**PAGE EXCERPT:**
******************************

The Perceiver and the Perceived

Pier: If I am awareness or consciousness why I am aware of only my body

Sundari: You are not Awareness or Consciousness as the nondual Self.  These are words we use to describe the indescribable, and all words fail because they all have implied meanings. Awareness/Consciousness imply unaware/unconscious – even the Self implies not-Self. But we need to use words, so in Vedantic lexicon, we use these terms interchangeably to point to the one and only ever present and unchanging factor, which is Consciousness/Awareness/the Nondual Self.

The question you pose comes up for most inquirers. The first thing to ask is who is asking the question? When you use the word ‘I” who does it refer to? While there is only one ‘I”, which is Awareness/Consciousness/the Self (also called the non-experiencing witness), when the mind is identified with the personal ‘small self’ (body/mind) it seems like there are two ‘I’s’. But that is not possible as this is a nondual reality, so there cannot be two. However, Maya (beginningless ignorance or the hypnosis of duality) makes it LOOK like there are two because it feels like the body/mind and the world it inhabits are one thing, and the knower of both (the Self) is something apart from the body/mind/world. 

To think from a nondual perspective, you need a means of knowledge that imparts how to discriminate between duality, that which is apparently real, and that which is actually real. Vedanta is such a means of knowledge. It answers the big conundrum of life: what is real? Vedanta defines ‘real’ as that which is always present and unchanging. If you examine your experience, you must deduce that this can never apply to the person (body/mind) or the world because everything in the apparent reality is always changing and not always present.

Both your body and mind disappear when you are in deep sleep, but they are ‘back’ when you wake up. How do you know you slept? Because Consciousness is there witnessing the sleeping body/mind. And where does the body/mind go? Back to the unmanifest Causal body from where they emerged when the body/mind ‘arrived’ in this world as a baby. But you as the Self are unborn and undying. So, the definition of what is real can only ever apply to you, Awareness, the only and only non-negatable factor, the witness or knower of the one who is born and dies, who experiences a body/mind and the world of objects.

******************************

**GIVEN INFORMATION:**
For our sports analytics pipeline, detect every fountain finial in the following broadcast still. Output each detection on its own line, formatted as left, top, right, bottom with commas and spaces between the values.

******************************

**OBJECTIVE 1:**
Answer these from the dialogue on the perceiver and the perceived:
(a) How does Vedanta define "real"?
(b) Where do the body and mind go, according to Sundari?
(c) What two descriptions are given in parentheses for Maya?
**OBJECTIVE 2:**
Quote every sentence in Sundari's reply in the dialogue on the perceiver and the perceived that ends with a question mark.
**OBJECTIVE 3:**
Do these statements agree with the dialogue on the perceiver and the perceived? Answer yes or no for each and quote the words that decide it.
(a) Sundari says all words fail because of their implied meanings.
(b) The body and mind stay present during deep sleep.
(c) Everything in the apparent reality is always present.

**WRITTEN ANSWER 1:**
(a) As that which is always present and unchanging.
(b) Back to the unmanifest Causal body from where they emerged.
(c) Beginningless ignorance, or the hypnosis of duality.

**WRITTEN ANSWER 2:**
The first thing to ask is who is asking the question?
When you use the word ‘I” who does it refer to?
It answers the big conundrum of life: what is real?
How do you know you slept?
And where does the body/mind go?

**WRITTEN ANSWER 3:**
(a) Yes: "all words fail because they all have implied meanings."
(b) No: "Both your body and mind disappear when you are in deep sleep."
(c) No: "everything in the apparent reality is always changing and not always present."